**TEXT TO READ**
* Start *
The technological advances that have taken place over the past couple of decades have had a dramatic impact on the world we live in. There has also been a noticeable shift in the stock market — and the evidence is undeniable.
Just 20 years ago, household names like General Electric (NYSE: GE) and ExxonMobile (NYSE: XOM) were the most valuable companies in the world, measured by market cap, worth $319 billion and $283 billion, respectively. Now, technology issues lead the list.
To be clear, the $1 trillion club is still fairly elite, with just eight U.S. companies making the cut (as of this writing). They include Nvidia, Apple, Microsoft, Amazon, Alphabet, Meta Platforms, and Taiwan Semiconductor Manufacturing. But this exclusive fraternity just added its newest member.
* End *
**MATERIAL FOR THE TASK**
* Start *
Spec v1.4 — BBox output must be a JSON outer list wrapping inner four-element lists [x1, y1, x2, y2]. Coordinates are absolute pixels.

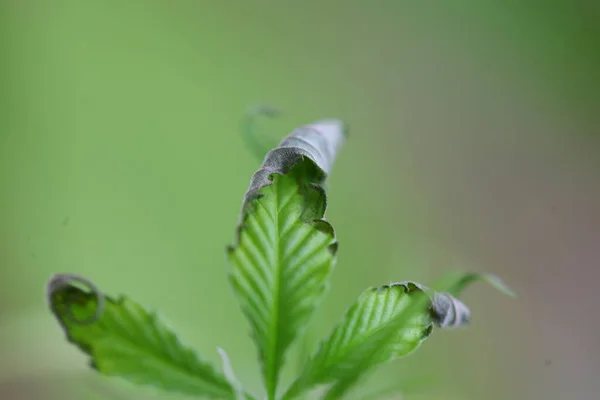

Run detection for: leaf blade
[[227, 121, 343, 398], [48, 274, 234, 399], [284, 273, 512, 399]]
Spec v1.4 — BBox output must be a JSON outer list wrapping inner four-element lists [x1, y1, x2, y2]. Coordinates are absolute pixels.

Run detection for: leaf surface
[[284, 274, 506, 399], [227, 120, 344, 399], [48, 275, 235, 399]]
* End *
* Start *
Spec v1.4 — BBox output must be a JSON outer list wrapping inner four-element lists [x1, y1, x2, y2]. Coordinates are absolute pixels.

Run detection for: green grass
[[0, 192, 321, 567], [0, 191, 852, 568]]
* End *
* Start *
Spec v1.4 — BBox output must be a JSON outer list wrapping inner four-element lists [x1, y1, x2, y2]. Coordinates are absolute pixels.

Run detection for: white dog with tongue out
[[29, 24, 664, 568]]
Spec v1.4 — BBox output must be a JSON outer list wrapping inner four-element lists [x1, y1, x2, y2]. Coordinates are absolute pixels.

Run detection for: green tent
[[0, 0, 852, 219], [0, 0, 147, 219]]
* End *
**TASKS FOR THIS EXERCISE**
1. Give every dollar amount that appears in the text about technology companies and the stock market.
2. Gather every line of the records that contains the word "green".

**RESPONSES BY TASK**
1.
$319 billion
$283 billion
$1 trillion

2.
Run detection for: green grass
Run detection for: green tent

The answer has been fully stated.